> Actions to take:
1. Answer these from the article on Love the Woman, one line each, marked (a), (b), (c):
(a) What position did Love the Woman reach on the US Billboard 200?
(b) Who came up with the idea of a duets album for Moore and Lattimore?
(c) In which countries did "Straight Up" reach the top 20?
2. Does the article on Love the Woman support each statement below? Answer yes or no for (a), (b), and (c), and quote the deciding words.
(a) Love the Woman was Moore's first release on Peak Records.
(b) Uncovered/Covered became the highest-charting album of either artist's career.
(c) "It Ain't Supposed to Be This Way" peaked at number 14 on Billboard's Adult R&B Songs chart.

> Supplied text:
☆ ☆ ☆ ☆

Studio album by Chanté Moore
- Released: June 17, 2008
- Length: 47:53
- Label: Peak
- Producers: Warryn Campbell; Eric Dawkins; Antonio Dixon; George Duke; Shelea Frazier; Jamey Jaz; Raphael Saadiq;

Chanté Moore chronology
| Uncovered/Covered (2006) | Love the Woman (2008) | Moore Is More (2013) |

Singles from Love the Woman
- "It Ain't Supposed to Be This Way" Released: May 12, 2008;

= Love the Woman =

Love the Woman is the fifth studio album by singer Chanté Moore. It was released by Peak Records on June 17, 2008, in the United States. Her debut with the label, it marked her first solo release since her 2000 album Exposed (2000), following the release of her collaborative albums Things That Lovers Do (2003) and Uncovered/Covered (2006) with husband Kenny Lattimore. Moore reunited with producer George Duke and consulted Raphael Saadiq and Warryn Campbell to work with her on Love the Woman with the result that it encompasses contemporary R&B, jazz, and pop.

The album received generally positive but mixed reviews, with critics praising Moore's mature, soulful vocals and the album's blend of contemporary R&B and jazz influences, while some found its pacing, production, and reliance on familiar material uneven. Commercially, it debuted and peaked at number 110 on the US Billboard 200 and number 14 on the Top R&B/Hip-Hop Albums chart, becoming Moore's lowest-charting album to date. Love the Woman spawned the single "It Ain't Supposed to Be This Way" which peaked at number 21 on Billboards Adult R&B Songs chart.

==Background==
In 2000, Moore released her fourth studio album, Exposed. Building on the crossover success of "Chanté's Got a Man," the top ten lead single from This Moment Is Mine (1999), her label, MCA Records, encouraged her to record "more R&B" and "more mainstream" material in an effort to broaden her commercial appeal. Although Moore later acknowledged that the album's musical direction was driven more by the label's vision than her own artistic instincts, she embraced the opportunity to experiment with new collaborators and described the recording process as an enjoyable experience. Despite becoming her second top ten album on the US Top R&B/Hip-Hop Albums chart and producing the internationally successful single "Straight Up," which reached the top 20 in Belgium and the United Kingdom, Exposed failed to match the commercial performance of its predecessor, leading to the end of Moore's recording contract with MCA.

After marrying fellow R&B singer Kenny Lattimore in 2002, Moore did not immediately pursue a new solo recording deal. Instead, music executive Michael Mauldin conceived the idea of pairing the couple on a duets album. They subsequently released two collaborative albums, the cover-heavy Things That Lovers Do and Uncovered/Covered, in 2003 and 2006, respectively, with the former becoming the highest-charting album of either artist's career. During this period, Moore also embraced a more private life following the birth of their son in 2003 while also expanding her artistic pursuits beyond music. She made her stage acting debut alongside Lattimore in the theatrical production Things That Lovers Do and later toured in By Any Means Necessary with Tisha Campbell-Martin and Dave Hollister.

☆ ☆ ☆ ☆

> Recorded information:
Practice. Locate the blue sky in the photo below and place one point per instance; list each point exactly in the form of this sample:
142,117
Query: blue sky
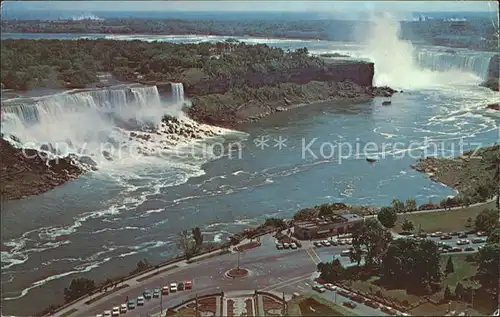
276,6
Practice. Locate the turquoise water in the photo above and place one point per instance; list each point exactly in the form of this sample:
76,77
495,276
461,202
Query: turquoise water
102,224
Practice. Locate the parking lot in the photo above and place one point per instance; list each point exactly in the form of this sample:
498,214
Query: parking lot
286,270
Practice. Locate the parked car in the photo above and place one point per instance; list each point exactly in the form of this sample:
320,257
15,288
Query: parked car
342,292
463,242
349,304
131,304
345,252
320,281
147,294
330,287
446,237
357,298
123,309
164,290
372,304
173,287
156,293
319,288
325,243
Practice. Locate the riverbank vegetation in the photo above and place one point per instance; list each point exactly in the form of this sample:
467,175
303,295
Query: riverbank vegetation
475,33
411,275
475,175
26,64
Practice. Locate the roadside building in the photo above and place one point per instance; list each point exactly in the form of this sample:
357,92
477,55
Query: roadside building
326,226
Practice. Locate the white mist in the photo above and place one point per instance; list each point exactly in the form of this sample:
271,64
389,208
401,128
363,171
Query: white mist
395,65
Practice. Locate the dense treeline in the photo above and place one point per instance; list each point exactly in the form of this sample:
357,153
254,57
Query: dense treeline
477,33
38,63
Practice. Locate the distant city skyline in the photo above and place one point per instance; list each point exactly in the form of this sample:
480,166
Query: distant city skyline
252,6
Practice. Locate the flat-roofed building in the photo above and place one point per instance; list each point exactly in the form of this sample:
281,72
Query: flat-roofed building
326,226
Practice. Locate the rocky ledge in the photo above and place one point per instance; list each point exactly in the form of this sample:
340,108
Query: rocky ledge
240,105
469,173
27,172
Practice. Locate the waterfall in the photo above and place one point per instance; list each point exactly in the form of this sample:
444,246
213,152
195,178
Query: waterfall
88,119
445,60
178,92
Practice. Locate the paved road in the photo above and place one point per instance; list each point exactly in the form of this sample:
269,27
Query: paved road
267,267
271,269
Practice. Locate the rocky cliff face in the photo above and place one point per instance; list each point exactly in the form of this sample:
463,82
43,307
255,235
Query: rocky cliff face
26,173
493,73
359,73
251,104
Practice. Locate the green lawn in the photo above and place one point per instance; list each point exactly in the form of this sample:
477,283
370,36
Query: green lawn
463,270
444,221
314,305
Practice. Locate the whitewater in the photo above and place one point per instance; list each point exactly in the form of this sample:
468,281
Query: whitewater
133,206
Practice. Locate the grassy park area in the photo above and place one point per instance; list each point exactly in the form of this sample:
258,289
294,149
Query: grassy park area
464,269
444,221
314,305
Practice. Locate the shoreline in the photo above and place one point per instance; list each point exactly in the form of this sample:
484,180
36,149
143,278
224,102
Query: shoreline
230,36
29,172
466,174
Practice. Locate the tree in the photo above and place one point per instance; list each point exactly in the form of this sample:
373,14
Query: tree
447,293
493,161
198,238
186,243
407,226
410,264
489,262
468,224
78,288
487,220
398,205
387,217
411,205
331,271
450,268
372,237
494,237
459,291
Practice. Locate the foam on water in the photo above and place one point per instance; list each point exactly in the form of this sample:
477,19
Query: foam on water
396,65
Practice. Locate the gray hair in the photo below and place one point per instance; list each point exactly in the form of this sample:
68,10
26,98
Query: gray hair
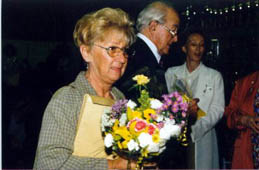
155,11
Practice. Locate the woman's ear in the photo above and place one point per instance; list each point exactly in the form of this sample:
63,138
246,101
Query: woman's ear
85,52
184,49
153,25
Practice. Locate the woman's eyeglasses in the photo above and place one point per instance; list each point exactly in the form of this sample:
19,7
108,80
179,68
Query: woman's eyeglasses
114,51
172,32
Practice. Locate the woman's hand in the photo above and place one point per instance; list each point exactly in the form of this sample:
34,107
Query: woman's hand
250,122
193,108
121,163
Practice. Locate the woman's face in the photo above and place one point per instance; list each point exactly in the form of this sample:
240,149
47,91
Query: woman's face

☆ ☆ ☆ ☆

> The answers:
1.
(a) Number 110
(b) Music executive Michael Mauldin
(c) Belgium and the United Kingdom

2.
(a) Yes: "Her debut with the label"
(b) No: "the cover-heavy Things That Lovers Do and Uncovered/Covered, in 2003 and 2006, respectively, with the former becoming the highest-charting album of either artist's career"
(c) No: "which peaked at number 21 on Billboards Adult R&B Songs chart"